### [Short task]
Starting at the line that contains "Tag the stone pedestal" and ending at the last line, give those lines again with "stone railing" renamed to "stone balustrade" and everything else unchanged. Give no other lines.
━━━ Records for the exercise
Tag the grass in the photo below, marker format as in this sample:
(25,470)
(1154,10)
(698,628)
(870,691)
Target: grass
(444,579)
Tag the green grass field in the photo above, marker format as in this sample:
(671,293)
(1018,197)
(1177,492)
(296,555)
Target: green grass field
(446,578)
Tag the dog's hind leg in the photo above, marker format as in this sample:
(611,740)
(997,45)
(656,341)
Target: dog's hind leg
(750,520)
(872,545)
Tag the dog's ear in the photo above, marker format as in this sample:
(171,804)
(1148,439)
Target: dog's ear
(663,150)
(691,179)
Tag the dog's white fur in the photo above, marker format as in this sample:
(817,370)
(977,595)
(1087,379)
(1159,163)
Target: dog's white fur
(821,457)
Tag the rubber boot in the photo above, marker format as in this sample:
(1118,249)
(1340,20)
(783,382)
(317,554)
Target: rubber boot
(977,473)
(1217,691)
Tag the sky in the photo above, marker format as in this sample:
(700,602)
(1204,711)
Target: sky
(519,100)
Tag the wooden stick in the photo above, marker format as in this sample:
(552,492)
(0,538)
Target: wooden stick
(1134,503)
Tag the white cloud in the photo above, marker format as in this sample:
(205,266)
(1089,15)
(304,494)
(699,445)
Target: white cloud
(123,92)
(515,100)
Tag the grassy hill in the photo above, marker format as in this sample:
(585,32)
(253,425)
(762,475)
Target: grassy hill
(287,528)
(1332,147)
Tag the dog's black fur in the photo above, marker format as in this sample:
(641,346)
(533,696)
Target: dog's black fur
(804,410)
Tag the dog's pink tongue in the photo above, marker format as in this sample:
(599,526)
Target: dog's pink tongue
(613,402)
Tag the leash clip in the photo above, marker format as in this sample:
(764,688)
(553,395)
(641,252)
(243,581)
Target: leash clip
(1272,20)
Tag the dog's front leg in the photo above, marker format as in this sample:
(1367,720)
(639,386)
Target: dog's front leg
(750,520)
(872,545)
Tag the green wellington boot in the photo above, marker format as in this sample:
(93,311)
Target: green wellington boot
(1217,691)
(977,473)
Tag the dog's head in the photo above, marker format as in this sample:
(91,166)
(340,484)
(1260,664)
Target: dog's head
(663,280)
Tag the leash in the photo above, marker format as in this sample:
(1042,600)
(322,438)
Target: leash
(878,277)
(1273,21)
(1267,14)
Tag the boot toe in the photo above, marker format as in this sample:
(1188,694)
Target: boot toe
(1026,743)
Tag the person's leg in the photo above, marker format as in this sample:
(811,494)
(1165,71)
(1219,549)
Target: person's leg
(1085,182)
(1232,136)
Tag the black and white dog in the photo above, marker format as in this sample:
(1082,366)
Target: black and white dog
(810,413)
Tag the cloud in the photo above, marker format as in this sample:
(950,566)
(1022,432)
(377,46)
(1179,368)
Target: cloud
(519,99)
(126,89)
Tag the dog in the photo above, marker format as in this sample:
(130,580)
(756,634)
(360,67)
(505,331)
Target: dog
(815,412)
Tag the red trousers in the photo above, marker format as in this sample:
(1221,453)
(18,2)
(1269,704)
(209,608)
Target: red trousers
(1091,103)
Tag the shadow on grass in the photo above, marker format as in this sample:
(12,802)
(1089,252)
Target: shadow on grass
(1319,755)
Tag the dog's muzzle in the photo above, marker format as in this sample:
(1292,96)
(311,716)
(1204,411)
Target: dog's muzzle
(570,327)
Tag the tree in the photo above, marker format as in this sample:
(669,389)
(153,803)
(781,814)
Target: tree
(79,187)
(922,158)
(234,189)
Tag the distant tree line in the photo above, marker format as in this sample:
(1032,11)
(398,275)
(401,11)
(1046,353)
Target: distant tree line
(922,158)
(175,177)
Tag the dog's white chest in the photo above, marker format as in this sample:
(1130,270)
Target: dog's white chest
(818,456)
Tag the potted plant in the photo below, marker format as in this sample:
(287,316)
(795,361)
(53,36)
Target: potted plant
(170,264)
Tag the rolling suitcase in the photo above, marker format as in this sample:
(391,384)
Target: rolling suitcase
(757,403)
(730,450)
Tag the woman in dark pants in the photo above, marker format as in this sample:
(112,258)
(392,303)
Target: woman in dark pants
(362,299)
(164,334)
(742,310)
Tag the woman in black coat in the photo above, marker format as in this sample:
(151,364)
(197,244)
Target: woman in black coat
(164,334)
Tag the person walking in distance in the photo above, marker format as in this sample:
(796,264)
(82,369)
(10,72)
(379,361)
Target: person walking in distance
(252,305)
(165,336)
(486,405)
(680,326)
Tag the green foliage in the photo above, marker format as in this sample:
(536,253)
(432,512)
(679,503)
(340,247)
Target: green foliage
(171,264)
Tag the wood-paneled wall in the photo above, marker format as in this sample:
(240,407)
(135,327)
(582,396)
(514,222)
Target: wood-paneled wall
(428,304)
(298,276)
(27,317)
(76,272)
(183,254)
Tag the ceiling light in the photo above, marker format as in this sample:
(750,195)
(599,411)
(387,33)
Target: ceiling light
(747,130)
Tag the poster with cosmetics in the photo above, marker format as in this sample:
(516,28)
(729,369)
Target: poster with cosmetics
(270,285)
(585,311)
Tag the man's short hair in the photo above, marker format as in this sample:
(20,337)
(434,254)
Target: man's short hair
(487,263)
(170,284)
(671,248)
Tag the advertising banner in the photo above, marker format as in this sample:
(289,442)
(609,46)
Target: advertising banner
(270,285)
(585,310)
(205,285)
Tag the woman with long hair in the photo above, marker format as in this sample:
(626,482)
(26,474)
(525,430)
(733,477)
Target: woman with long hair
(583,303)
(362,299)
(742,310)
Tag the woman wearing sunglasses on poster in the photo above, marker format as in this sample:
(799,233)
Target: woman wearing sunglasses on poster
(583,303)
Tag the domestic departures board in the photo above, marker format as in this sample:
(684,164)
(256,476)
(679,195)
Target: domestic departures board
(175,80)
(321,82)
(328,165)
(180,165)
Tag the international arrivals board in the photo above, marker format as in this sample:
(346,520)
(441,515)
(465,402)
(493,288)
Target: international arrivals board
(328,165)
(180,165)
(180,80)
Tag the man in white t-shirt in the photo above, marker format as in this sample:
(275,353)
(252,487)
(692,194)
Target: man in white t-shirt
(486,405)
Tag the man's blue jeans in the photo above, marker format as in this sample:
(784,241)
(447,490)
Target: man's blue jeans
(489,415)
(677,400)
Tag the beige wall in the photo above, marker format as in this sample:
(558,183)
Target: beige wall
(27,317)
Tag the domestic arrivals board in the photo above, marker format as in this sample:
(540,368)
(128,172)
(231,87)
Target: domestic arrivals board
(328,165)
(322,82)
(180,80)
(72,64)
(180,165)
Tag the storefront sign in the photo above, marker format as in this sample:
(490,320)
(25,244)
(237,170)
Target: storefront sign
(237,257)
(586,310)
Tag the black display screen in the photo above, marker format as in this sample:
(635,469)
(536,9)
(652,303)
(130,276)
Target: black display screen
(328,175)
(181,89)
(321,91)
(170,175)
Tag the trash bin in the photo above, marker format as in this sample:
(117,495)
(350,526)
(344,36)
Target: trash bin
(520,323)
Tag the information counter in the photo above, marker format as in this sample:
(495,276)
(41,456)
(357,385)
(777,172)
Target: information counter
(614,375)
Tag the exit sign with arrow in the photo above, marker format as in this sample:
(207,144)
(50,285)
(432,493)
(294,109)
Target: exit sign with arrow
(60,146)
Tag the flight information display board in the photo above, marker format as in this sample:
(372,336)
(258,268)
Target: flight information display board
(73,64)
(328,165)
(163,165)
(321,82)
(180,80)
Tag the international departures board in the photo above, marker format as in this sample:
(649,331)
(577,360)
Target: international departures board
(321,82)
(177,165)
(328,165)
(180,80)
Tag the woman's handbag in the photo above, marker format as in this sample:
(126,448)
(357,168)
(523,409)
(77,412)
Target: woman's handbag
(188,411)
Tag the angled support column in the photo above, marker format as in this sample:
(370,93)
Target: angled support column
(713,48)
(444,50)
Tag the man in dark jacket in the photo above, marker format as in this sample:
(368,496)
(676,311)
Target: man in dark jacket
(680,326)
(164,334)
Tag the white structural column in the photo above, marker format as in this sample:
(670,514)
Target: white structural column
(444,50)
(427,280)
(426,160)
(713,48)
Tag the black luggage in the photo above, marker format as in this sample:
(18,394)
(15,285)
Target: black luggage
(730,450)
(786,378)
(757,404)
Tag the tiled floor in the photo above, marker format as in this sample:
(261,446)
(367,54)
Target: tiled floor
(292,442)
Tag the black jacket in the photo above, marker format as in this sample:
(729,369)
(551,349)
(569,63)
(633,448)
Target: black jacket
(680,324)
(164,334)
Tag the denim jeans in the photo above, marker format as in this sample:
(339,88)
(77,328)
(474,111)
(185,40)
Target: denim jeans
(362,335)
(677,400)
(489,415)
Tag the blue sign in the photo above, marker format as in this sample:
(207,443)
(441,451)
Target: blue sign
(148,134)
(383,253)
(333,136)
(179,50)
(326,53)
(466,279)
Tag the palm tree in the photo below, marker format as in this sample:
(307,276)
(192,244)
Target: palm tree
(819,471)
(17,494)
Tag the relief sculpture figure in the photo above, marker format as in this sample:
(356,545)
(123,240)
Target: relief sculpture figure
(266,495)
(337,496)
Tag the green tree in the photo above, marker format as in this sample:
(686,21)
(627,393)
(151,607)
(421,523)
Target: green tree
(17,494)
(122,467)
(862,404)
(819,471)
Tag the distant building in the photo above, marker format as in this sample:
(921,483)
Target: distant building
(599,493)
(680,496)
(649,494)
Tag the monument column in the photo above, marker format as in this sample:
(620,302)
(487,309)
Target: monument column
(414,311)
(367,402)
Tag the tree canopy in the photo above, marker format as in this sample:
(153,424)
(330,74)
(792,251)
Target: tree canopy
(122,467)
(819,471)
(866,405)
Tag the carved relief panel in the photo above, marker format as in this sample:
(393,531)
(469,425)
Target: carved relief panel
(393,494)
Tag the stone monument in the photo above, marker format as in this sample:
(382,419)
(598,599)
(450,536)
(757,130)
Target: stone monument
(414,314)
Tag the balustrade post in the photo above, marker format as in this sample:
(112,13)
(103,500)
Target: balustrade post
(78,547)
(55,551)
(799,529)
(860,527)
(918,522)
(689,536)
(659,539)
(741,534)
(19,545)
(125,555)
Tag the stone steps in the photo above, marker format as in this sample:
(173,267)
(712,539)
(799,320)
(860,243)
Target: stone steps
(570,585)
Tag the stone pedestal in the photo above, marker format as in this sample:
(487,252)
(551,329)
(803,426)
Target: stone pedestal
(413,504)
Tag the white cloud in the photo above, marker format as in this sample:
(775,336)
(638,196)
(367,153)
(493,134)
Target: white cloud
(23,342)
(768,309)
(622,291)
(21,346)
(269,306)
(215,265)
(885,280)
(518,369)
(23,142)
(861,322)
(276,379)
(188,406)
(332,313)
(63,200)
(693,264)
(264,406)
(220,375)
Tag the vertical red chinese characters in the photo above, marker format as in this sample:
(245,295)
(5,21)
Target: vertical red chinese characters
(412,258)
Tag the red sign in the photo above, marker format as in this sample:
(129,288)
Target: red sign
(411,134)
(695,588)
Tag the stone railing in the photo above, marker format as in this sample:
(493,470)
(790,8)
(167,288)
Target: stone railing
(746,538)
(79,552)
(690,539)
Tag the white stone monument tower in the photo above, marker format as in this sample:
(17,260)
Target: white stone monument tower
━━━━━━
### [Response to this task]
Tag the stone pedestal in the photo above, marker format as in this sample:
(487,252)
(551,329)
(803,426)
Target: stone pedestal
(413,504)
Tag the white cloud in the photo above, marker format as in this sample:
(775,336)
(638,196)
(367,153)
(493,134)
Target: white cloud
(23,342)
(768,309)
(622,291)
(21,346)
(269,306)
(215,265)
(885,280)
(518,369)
(23,142)
(861,322)
(276,379)
(188,406)
(332,313)
(63,200)
(693,264)
(264,406)
(220,375)
Tag the vertical red chinese characters in the photo above, marker format as in this sample:
(245,295)
(5,21)
Target: vertical red chinese characters
(412,258)
Tag the red sign in the photo above, marker format as in this sample:
(129,288)
Target: red sign
(411,134)
(695,588)
Tag the stone balustrade in the photo above, marker format as in this sample:
(493,470)
(790,8)
(167,288)
Target: stone balustrade
(746,538)
(79,552)
(690,539)
Tag the white stone monument tower in the photo above, marker format as in this sample:
(17,260)
Target: white stone monument tower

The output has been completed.